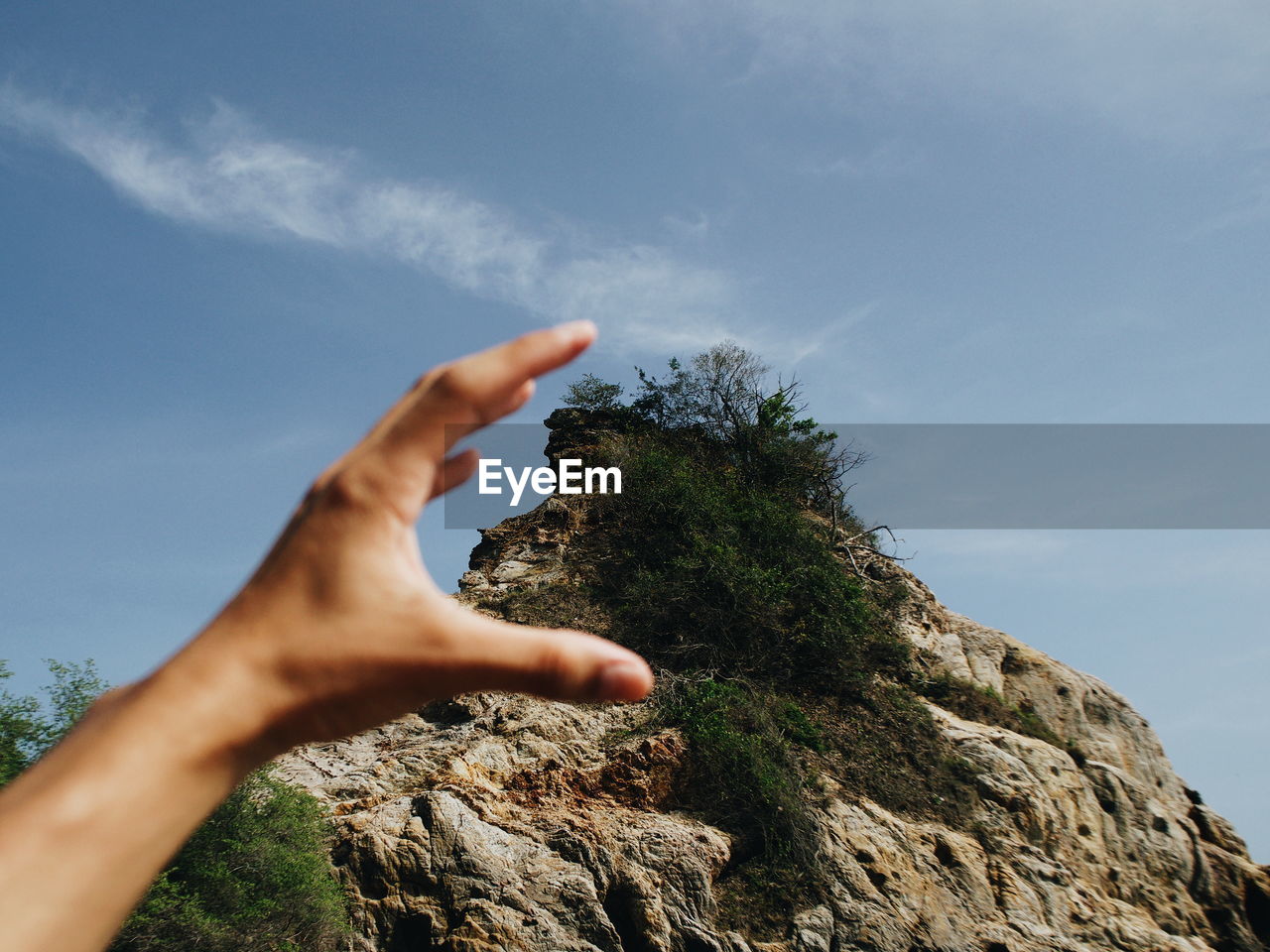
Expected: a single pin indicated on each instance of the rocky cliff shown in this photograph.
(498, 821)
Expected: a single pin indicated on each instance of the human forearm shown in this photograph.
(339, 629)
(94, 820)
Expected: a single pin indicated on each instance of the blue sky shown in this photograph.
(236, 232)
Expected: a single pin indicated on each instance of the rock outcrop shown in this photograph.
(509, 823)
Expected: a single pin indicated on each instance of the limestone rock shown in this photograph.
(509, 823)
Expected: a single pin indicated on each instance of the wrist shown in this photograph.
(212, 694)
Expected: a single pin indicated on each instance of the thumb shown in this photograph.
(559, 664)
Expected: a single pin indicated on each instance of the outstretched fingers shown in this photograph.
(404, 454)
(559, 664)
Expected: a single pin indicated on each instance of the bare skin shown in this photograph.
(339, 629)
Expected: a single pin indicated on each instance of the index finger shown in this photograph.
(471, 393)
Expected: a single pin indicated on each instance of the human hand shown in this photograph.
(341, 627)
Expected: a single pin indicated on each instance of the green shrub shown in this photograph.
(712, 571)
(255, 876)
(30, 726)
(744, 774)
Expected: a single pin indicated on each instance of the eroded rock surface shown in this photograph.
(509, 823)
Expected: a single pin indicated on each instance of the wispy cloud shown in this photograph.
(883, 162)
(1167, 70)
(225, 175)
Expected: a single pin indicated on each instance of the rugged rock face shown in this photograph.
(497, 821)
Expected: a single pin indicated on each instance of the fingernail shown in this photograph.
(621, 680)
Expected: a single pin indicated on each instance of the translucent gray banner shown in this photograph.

----

**What is being asked**
Return, without any change, only the lines from the one containing "Expected: a single pin indicated on each instance of the green" through the last line of the entries above.

**Written reply**
Expected: a single pin indicated on each instance of the green shrub shown in this photograph.
(712, 571)
(255, 876)
(30, 726)
(744, 774)
Expected: a single pin indicated on each instance of the eroded rock surface shown in this photograph.
(509, 823)
Expected: a single pin indicated on each instance of the wispy cloud shown in this photograph.
(883, 162)
(1167, 70)
(225, 175)
Expected: a single pin indicated on each instance of the rugged rock face shown in this photograph.
(497, 821)
Expected: a single pin indicated on each instance of the fingernail shown in this photograph.
(621, 680)
Expected: a single pin indicated on each instance of the translucent gray banner shown in this photograph.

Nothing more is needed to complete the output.